▸ Given entries
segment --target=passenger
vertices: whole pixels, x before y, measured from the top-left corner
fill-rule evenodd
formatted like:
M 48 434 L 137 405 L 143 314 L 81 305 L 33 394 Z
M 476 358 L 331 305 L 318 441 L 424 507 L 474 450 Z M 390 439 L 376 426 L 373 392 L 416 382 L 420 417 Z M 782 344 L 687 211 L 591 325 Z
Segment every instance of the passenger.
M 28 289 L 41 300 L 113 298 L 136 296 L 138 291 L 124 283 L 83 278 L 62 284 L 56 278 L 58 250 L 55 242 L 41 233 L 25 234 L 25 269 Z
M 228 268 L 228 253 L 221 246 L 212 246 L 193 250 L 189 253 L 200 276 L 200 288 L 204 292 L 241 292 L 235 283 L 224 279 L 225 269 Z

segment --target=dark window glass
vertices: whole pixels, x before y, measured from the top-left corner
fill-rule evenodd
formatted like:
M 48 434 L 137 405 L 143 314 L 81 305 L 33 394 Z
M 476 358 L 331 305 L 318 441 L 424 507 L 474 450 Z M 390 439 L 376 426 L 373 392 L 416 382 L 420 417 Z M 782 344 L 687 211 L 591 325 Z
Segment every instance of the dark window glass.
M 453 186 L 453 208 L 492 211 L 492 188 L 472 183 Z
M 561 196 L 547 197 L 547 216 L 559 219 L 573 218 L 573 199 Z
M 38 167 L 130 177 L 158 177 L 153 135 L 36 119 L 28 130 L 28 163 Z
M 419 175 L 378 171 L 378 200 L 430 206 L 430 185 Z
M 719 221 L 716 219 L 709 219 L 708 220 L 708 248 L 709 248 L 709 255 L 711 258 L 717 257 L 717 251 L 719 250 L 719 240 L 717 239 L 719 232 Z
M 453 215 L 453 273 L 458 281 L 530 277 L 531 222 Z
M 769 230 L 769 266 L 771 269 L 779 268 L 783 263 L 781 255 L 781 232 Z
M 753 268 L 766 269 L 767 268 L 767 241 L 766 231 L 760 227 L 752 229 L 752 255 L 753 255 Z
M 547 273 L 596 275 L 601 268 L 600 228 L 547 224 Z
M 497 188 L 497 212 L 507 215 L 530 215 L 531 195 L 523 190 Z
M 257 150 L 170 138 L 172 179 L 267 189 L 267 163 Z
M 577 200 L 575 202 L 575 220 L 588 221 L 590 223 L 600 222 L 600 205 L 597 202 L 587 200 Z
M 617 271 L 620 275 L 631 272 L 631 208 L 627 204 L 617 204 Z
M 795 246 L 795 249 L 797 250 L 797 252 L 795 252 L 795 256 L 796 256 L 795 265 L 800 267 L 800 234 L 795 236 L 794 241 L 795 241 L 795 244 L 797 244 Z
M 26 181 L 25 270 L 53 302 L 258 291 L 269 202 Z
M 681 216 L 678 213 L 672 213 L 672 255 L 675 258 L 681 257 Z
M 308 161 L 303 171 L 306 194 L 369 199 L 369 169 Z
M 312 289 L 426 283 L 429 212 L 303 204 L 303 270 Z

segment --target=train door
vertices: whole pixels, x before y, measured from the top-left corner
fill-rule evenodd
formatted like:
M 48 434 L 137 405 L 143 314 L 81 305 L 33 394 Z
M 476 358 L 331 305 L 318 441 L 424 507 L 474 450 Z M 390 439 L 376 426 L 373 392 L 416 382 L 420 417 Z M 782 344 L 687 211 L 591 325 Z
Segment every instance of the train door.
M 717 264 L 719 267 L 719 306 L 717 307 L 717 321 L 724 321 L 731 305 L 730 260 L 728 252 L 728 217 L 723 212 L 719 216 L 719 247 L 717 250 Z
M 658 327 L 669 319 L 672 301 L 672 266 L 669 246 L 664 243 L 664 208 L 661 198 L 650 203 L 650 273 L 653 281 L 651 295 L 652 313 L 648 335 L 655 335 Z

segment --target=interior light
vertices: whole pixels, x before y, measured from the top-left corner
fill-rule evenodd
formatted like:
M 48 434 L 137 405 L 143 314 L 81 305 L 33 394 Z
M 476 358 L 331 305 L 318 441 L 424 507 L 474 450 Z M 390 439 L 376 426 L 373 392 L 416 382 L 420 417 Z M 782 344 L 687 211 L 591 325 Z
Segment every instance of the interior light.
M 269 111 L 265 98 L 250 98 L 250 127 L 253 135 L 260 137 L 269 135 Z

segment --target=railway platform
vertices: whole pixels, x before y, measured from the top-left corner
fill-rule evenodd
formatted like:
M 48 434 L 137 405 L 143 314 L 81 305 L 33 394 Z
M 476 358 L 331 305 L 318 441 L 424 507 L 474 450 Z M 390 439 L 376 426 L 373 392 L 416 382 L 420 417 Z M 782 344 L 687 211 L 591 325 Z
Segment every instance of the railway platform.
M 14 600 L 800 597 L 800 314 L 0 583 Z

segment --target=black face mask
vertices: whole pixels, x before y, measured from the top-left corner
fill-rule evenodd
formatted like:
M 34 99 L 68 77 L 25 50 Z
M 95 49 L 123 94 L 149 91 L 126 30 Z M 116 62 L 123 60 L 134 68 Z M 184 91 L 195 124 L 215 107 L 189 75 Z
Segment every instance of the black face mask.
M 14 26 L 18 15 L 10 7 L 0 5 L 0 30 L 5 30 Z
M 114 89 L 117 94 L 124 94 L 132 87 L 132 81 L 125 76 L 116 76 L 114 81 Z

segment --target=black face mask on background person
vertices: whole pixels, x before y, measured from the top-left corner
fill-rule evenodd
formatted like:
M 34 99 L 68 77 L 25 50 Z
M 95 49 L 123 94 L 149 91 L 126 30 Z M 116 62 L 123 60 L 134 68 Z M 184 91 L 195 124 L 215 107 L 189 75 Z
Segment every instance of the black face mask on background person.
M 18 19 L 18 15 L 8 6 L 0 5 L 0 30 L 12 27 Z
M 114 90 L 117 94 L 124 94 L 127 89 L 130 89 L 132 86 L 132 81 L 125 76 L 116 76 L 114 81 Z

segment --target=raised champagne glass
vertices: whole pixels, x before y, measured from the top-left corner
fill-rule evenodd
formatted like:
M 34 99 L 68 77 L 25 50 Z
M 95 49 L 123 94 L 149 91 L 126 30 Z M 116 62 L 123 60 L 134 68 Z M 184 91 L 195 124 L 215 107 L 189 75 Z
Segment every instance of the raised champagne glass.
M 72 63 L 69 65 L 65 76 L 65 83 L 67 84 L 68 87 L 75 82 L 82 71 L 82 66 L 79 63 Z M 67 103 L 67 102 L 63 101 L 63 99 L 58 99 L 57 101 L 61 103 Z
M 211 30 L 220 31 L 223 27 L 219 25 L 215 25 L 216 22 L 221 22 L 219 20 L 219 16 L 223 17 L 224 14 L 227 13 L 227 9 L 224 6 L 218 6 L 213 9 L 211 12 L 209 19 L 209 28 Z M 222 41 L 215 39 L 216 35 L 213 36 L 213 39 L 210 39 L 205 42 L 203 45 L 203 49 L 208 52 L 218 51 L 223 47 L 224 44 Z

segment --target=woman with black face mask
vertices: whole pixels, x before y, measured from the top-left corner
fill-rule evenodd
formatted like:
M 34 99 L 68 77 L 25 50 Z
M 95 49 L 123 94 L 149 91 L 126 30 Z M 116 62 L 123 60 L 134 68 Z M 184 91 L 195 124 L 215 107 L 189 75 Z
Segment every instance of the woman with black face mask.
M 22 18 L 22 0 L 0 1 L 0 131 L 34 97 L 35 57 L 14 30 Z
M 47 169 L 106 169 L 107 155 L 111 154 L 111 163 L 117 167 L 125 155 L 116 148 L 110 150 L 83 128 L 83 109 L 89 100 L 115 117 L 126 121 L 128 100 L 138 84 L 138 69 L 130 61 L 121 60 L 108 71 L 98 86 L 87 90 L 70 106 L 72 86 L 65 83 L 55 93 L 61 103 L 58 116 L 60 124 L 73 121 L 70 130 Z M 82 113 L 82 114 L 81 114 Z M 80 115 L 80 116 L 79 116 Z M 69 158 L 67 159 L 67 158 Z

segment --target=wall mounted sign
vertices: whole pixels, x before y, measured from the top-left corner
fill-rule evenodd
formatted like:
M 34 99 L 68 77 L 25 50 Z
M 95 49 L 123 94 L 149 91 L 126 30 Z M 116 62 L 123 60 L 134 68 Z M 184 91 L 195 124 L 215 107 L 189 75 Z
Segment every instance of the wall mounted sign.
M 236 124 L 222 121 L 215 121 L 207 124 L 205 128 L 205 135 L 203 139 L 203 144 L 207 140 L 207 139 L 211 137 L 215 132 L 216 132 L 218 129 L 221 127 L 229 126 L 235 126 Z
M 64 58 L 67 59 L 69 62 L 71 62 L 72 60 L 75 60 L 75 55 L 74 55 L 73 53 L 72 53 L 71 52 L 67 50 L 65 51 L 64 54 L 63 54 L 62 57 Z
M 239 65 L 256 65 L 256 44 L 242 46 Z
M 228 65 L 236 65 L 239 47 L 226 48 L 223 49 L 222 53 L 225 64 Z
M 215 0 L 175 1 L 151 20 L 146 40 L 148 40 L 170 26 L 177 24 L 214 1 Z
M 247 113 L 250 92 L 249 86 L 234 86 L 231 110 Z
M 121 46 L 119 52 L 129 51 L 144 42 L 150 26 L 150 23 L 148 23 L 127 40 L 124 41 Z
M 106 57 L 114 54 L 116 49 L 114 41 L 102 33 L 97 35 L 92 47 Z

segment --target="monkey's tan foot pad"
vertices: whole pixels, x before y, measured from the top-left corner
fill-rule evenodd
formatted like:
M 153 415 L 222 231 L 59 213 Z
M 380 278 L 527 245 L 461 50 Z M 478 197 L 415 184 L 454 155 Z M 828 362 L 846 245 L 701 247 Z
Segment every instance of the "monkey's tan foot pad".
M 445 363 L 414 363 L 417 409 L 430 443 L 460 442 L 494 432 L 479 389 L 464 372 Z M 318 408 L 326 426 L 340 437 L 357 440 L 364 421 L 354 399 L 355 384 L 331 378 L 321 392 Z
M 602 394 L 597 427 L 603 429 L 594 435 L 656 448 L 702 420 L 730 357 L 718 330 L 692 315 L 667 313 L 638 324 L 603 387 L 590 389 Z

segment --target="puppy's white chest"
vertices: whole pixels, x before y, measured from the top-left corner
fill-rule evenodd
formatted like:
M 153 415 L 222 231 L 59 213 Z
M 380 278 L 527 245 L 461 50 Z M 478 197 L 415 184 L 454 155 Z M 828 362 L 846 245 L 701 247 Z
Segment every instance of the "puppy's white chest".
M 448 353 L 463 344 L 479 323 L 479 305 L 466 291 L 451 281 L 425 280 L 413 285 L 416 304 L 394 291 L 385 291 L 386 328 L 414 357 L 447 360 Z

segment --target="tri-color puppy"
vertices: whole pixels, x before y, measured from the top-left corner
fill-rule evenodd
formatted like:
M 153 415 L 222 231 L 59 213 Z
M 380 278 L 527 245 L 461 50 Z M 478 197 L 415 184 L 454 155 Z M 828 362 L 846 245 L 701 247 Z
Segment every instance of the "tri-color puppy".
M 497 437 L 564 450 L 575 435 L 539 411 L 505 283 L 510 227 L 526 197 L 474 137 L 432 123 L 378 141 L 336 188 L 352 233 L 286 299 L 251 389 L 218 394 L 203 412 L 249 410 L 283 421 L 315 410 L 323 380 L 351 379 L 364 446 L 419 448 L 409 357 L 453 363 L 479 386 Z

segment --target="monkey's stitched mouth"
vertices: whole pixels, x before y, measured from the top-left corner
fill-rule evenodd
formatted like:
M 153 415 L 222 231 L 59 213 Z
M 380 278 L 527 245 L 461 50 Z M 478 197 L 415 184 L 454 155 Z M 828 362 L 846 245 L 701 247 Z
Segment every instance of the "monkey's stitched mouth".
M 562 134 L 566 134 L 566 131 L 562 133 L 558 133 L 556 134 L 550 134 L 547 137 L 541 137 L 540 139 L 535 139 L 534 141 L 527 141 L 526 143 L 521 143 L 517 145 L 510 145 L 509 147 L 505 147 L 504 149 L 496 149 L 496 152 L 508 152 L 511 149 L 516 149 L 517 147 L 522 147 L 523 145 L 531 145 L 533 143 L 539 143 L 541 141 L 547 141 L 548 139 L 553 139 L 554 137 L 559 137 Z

▸ Aim of the exercise
Copy the records from the line with "segment --target=railway platform" to the line with "M 114 89 L 117", reproducing them precisely.

▸ Final result
segment --target=railway platform
vertices: whole pixels, x before y, measured from the top-left corner
fill-rule evenodd
formatted like:
M 48 434 L 137 405 L 143 314 L 81 305 L 33 394 Z
M 476 358 L 331 305 L 318 441 L 424 507 L 474 450 Z M 390 439 L 376 426 L 373 392 L 416 382 L 420 417 Z M 782 344 L 687 211 L 591 325 Z
Segment every instance of the railway platform.
M 14 600 L 800 597 L 800 314 L 0 583 Z

segment --target=black face mask
vertices: whole pixels, x before y, measured from the top-left corner
fill-rule evenodd
formatted like:
M 34 99 L 68 77 L 25 50 Z
M 95 49 L 123 94 L 149 91 L 126 30 Z M 116 62 L 123 60 L 134 68 Z M 184 91 L 195 124 L 215 107 L 189 75 Z
Segment every instance of the black face mask.
M 14 26 L 18 15 L 10 7 L 0 5 L 0 30 L 5 30 Z
M 114 89 L 117 94 L 124 94 L 132 87 L 132 81 L 125 76 L 116 76 L 114 81 Z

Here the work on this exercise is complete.